**ЦЕЛЬ УПРАЖНЕНИЯ**
Процитируйте дословно часть фрагмента текста, начиная со слов «Даже спустя полмесяца» и продолжая вплоть до слов «путь познания мира.» включительно.

**ФРАГМЕНТ ТЕКСТА**
⟨

Даже спустя полмесяца я с трудом надевал на себя рубашку, а уши - так те ещё долго оставались красными-красными, служа причиной насмешек товарищей. Но гораздо дольше мне слышались эти дурацкие, почти гамлетовские «йорики-майорики» Корявого. И на всю жизнь врезалось: «За всё надо платить!». Так я прощался с детством.

Появлялось неприятие уголовного мира и тюрьмы. Соответственно, входило в сознание уважение закона и законности. Но при этом, я никому, даже врагу, не пожелаю пройти через такой путь познания мира.

Следующий случай произошёл гораздо позже, в середине 70-х. Происшествие, связанное лично со мной, в какой-то степени - с баней, и первопричина которому, была ранее присущая мне способность фантазировать, да ещё и с вдохновением. Тянется, опять же, к Нарышкину.

Там, во дворе многоэтажного дома, по вечерам в беседке, уже после того, как наши отцы, настучавшись в домино, расходились по квартирам, собирались мы, детвора. И здесь, начитавшись Конан Дойля, Вальтера Скотта, Фенимора Купера, я вовсю раскручивал свои фантазии перед притихшими сверстниками. Может быть делал это из-за того, что было лестно внимание к моей особе, не отрицаю. Но главное всё-таки в ином.

Когда рассказывал, то словно сам начинал жить в выдуманном, полном приключений, погонь и схваток мире. Я уходил сам и уводил за собой других из окружающей нас обыденности и серости. Мог ли я тогда предположить, в какую беду затянет меня однажды дурацкая черта характера. Вот уж, правда, пути господни неисповедимы.

⟩

**ЗАПИСИ ДАННЫХ**

⟨

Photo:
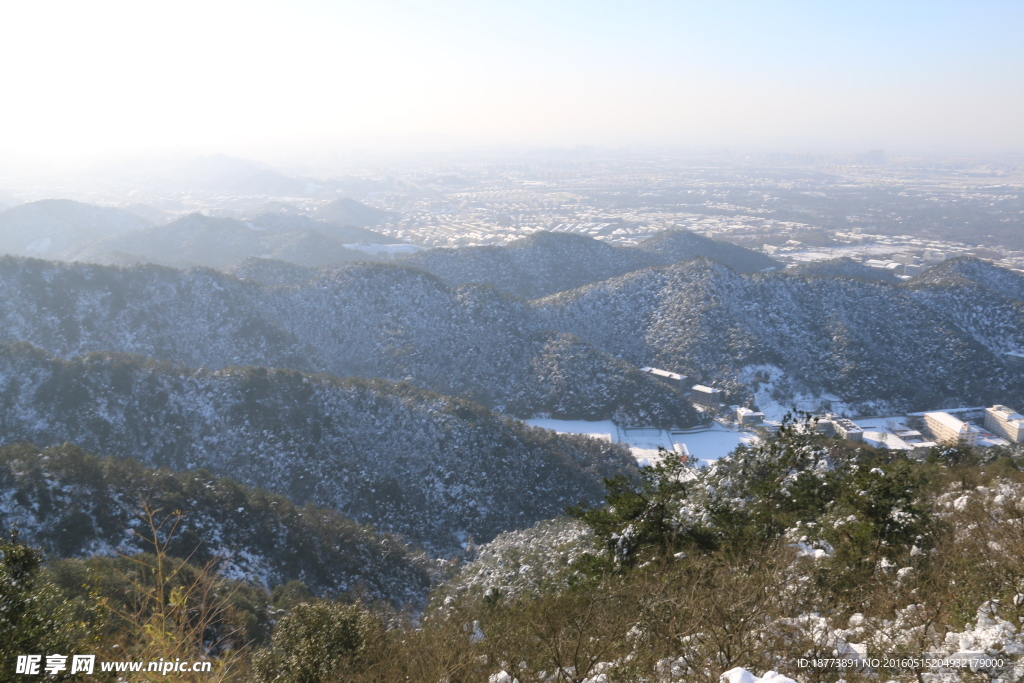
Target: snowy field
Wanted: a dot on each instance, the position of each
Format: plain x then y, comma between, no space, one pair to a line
390,250
704,445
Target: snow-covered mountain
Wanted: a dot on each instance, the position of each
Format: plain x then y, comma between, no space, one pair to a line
48,227
434,469
919,345
368,319
548,262
73,504
219,243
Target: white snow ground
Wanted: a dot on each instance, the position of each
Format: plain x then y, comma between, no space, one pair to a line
704,444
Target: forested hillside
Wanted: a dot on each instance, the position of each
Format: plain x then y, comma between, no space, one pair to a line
74,504
363,319
915,346
548,262
434,469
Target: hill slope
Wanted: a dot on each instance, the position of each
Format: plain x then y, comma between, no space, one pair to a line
73,504
50,226
434,469
218,243
548,262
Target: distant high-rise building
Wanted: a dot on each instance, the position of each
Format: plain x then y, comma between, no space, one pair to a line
1006,422
947,429
706,395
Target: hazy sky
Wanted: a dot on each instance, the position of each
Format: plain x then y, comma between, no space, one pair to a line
80,78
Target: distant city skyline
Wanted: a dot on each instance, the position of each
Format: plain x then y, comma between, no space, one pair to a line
111,80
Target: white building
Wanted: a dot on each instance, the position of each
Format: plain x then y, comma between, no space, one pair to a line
947,429
848,429
1007,423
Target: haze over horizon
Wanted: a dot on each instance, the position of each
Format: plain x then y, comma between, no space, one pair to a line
258,79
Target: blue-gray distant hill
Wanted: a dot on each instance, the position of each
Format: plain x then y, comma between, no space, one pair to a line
367,319
935,340
929,342
219,243
346,211
548,262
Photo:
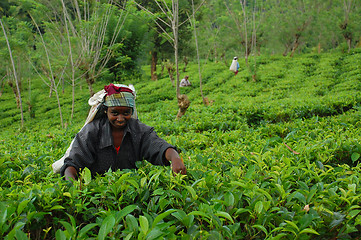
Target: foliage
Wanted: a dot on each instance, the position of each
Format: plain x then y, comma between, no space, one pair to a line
273,159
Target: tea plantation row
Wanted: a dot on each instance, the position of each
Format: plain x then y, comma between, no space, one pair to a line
273,159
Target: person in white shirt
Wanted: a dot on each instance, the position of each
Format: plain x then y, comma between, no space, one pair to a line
185,82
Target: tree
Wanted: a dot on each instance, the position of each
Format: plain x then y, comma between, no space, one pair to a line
14,73
170,12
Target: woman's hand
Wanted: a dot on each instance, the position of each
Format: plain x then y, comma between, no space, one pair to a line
70,173
176,162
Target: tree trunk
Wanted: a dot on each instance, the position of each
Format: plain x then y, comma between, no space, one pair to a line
185,59
15,76
170,70
89,80
295,44
153,67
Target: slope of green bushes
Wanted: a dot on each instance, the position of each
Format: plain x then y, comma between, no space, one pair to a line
273,159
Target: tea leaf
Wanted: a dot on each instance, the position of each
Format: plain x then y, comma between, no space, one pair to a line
192,192
224,215
128,209
162,216
106,226
309,230
86,229
355,156
86,176
144,224
21,206
262,228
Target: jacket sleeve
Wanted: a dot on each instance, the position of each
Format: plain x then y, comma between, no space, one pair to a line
82,152
153,148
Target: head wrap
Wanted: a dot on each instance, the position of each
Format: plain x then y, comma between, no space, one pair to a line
119,96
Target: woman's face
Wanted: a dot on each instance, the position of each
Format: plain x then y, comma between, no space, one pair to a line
119,116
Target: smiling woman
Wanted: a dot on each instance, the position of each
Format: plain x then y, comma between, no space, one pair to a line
117,141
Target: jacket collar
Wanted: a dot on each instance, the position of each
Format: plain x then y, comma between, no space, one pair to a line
106,138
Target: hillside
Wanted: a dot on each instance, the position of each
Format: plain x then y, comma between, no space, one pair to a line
273,159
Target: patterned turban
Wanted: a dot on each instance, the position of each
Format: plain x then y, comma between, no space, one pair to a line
119,96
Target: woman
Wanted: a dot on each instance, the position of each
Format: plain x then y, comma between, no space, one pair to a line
117,140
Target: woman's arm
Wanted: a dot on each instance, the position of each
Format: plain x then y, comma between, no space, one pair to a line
177,163
70,172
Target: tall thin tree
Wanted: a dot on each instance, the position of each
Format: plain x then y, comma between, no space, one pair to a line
14,73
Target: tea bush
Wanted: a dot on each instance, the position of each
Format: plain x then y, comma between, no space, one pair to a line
273,159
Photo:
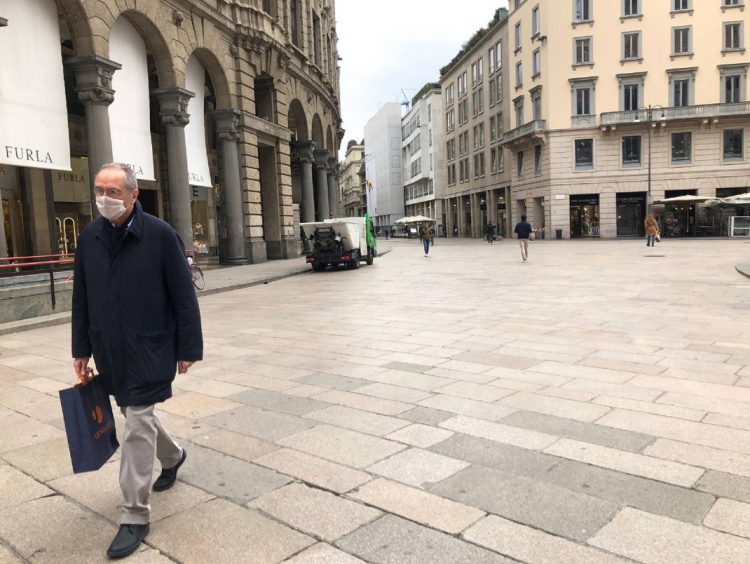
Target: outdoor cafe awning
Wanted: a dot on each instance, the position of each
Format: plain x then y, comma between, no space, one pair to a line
414,219
687,199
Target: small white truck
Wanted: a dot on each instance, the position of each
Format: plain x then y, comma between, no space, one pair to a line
341,240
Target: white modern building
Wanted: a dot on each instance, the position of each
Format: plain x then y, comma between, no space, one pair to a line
385,197
424,164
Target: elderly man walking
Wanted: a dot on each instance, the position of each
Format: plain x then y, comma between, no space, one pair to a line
135,311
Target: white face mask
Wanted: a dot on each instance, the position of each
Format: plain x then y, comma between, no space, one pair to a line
110,208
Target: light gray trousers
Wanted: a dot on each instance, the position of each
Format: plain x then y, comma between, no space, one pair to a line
142,438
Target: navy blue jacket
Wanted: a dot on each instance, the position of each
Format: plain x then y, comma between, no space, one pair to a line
523,229
134,307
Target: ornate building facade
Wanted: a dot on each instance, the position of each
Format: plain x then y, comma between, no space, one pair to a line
228,110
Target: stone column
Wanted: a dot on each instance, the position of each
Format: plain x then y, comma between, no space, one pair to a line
332,188
304,153
174,116
228,135
321,186
461,215
94,88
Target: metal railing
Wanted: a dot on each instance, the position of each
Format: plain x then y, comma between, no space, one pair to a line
525,129
37,264
676,112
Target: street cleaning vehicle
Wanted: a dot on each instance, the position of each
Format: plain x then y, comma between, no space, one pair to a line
341,240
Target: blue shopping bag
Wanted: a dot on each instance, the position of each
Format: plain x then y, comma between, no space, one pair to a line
89,425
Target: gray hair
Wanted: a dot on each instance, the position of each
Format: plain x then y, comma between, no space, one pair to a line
131,182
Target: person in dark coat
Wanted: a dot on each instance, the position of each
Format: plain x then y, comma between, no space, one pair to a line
523,229
134,310
490,233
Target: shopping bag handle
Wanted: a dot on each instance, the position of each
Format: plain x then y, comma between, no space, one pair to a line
86,377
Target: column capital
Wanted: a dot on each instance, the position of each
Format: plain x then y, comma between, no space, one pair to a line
173,105
321,158
94,79
227,124
302,151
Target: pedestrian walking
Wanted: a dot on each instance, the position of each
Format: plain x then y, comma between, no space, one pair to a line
523,230
425,234
490,230
652,230
135,311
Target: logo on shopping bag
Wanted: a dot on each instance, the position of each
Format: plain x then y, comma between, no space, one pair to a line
97,415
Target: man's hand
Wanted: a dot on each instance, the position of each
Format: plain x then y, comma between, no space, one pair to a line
81,366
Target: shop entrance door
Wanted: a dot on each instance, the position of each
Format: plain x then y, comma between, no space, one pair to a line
631,213
584,215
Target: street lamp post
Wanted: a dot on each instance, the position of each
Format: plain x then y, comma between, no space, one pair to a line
650,121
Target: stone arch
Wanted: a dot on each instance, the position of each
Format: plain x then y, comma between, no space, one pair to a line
317,132
217,75
156,44
329,140
298,121
75,17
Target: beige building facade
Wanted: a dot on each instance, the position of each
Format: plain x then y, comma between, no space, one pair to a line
269,83
424,166
475,115
349,180
617,105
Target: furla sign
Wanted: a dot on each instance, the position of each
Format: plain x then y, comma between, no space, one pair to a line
33,114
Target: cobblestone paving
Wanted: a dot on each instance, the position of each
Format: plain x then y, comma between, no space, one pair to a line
590,405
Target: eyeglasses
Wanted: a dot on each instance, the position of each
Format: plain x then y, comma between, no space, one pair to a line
110,192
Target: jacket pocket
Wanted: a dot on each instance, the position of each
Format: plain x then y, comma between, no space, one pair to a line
156,357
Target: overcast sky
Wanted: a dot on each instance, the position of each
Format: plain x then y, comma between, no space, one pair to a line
393,45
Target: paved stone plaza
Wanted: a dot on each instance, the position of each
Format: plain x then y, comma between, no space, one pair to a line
591,405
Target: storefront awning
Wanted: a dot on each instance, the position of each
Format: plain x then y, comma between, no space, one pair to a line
195,130
687,199
33,112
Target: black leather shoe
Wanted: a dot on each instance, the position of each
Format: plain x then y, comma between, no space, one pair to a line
127,540
168,476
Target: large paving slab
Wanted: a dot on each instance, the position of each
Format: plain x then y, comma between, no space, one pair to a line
219,531
341,445
634,491
417,505
228,477
541,505
392,540
532,545
579,430
315,512
649,538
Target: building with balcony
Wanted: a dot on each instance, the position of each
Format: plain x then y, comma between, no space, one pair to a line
227,110
424,165
475,117
383,165
349,179
616,106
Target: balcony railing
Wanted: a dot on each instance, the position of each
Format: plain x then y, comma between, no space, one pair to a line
525,129
676,112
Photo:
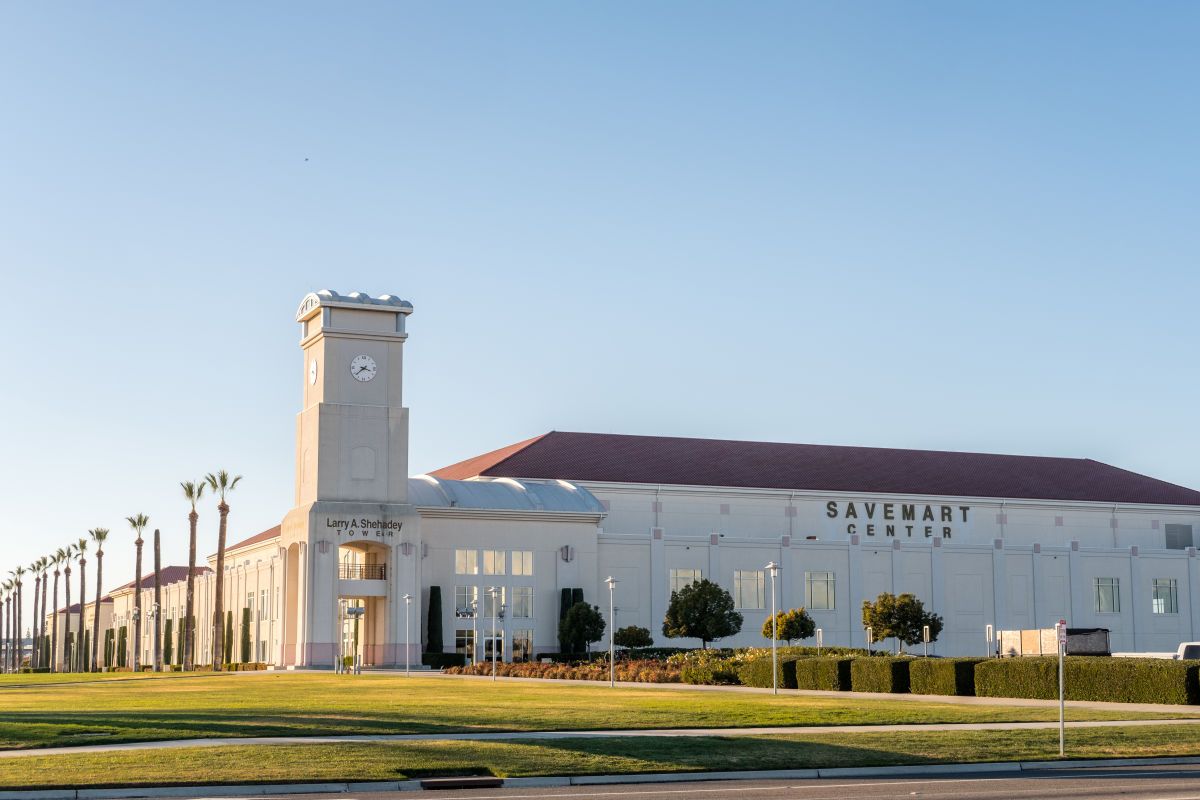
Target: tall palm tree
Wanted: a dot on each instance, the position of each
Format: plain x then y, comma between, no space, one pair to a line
46,579
97,535
67,649
157,601
138,523
21,575
221,485
192,493
82,650
60,555
37,590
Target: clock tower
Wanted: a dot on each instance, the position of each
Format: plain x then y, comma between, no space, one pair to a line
351,543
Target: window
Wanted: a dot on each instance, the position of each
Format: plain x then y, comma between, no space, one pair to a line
522,602
1179,537
1167,596
522,561
493,561
466,561
465,643
465,601
748,588
487,603
522,645
820,589
681,578
1108,595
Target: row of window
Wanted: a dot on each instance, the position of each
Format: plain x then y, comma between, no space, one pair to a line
750,588
1164,596
468,561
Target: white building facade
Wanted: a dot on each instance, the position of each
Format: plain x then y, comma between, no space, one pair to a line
1007,541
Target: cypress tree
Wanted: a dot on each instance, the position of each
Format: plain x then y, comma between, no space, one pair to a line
435,621
245,636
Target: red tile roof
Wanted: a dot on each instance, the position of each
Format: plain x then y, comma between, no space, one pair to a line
823,468
167,576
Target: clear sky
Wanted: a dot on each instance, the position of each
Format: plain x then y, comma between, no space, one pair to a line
945,226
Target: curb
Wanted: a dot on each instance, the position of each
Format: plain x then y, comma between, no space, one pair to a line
918,770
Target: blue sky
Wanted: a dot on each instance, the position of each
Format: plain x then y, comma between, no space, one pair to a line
945,226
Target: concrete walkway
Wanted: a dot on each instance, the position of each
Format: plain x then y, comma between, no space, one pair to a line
533,735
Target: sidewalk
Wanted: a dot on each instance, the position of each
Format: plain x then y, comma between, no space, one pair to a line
532,735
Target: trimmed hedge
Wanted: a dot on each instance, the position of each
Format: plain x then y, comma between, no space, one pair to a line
1092,678
943,675
829,674
880,674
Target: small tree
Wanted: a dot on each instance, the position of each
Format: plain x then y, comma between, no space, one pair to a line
702,611
633,637
795,624
582,626
433,625
900,618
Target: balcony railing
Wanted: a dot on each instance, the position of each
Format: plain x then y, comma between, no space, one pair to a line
363,571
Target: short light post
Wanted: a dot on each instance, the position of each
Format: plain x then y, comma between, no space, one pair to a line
408,637
773,569
612,623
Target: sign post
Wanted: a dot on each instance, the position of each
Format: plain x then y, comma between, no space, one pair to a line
1061,629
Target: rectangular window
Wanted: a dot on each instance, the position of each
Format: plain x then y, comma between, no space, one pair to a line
522,561
1167,596
465,601
466,561
749,588
465,643
522,645
487,605
1179,537
819,587
681,578
522,602
493,561
1108,595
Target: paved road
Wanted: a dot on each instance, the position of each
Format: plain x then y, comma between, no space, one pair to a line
526,735
1131,783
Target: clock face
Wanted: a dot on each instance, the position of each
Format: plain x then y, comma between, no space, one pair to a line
363,367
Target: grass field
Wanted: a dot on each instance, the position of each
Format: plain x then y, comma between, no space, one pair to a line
52,710
399,761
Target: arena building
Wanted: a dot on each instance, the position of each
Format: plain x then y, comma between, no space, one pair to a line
1007,541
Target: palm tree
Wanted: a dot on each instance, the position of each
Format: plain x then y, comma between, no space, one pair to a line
82,650
59,557
221,485
138,523
46,579
21,573
37,590
157,601
192,493
67,650
97,535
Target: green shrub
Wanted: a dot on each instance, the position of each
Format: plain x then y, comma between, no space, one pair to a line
1092,678
829,674
880,674
943,675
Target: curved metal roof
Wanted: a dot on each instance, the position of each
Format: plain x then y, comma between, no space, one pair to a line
502,494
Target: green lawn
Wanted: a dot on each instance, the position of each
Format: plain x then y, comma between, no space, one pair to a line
53,710
399,761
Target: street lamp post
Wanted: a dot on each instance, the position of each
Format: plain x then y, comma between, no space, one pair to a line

⟩

**ПОЛНЫЙ ОТВЕТ**
Даже спустя полмесяца я с трудом надевал на себя рубашку, а уши - так те ещё долго оставались красными-красными, служа причиной насмешек товарищей. Но гораздо дольше мне слышались эти дурацкие, почти гамлетовские «йорики-майорики» Корявого. И на всю жизнь врезалось: «За всё надо платить!». Так я прощался с детством.

Появлялось неприятие уголовного мира и тюрьмы. Соответственно, входило в сознание уважение закона и законности. Но при этом, я никому, даже врагу, не пожелаю пройти через такой путь познания мира.